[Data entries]
....

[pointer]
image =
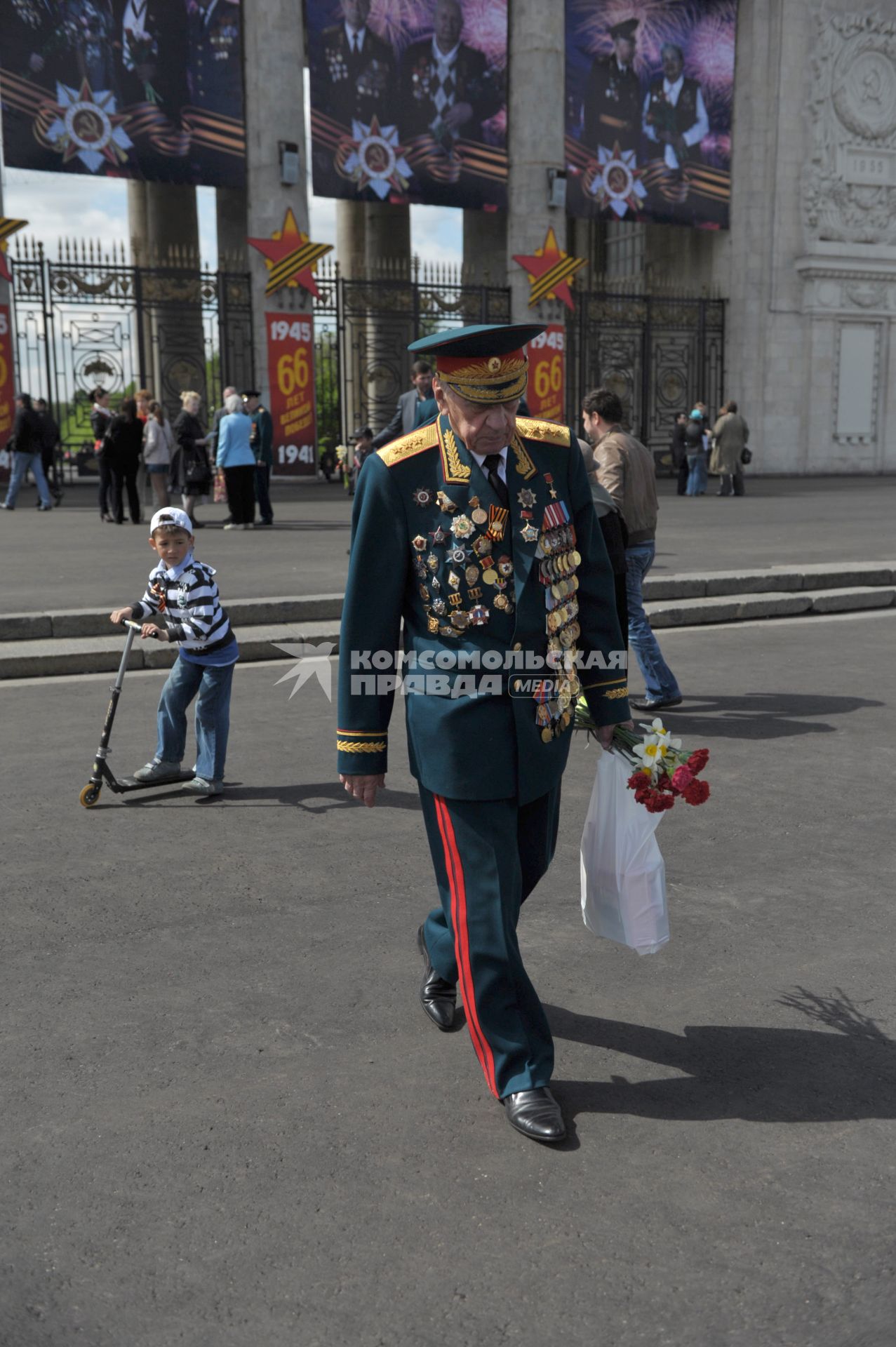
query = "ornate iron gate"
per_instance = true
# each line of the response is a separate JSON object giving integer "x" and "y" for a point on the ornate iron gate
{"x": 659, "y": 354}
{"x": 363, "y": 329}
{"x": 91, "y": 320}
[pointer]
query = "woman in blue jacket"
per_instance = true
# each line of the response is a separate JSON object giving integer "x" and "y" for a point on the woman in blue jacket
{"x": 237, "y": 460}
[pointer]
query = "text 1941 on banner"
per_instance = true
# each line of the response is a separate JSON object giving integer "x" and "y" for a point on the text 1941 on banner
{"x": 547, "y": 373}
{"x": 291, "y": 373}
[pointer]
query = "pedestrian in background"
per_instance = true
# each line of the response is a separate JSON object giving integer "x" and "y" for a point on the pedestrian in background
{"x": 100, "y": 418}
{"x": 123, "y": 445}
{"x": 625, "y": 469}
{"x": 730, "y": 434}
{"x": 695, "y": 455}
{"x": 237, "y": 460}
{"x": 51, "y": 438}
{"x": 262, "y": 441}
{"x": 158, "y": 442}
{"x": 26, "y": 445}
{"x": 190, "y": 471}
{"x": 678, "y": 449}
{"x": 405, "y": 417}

....

Pull out all lines containing the word "query" from the entries above.

Answer:
query = "ornate iron gate"
query = "woman in blue jacket"
query = "text 1941 on banner"
query = "pedestrian in background"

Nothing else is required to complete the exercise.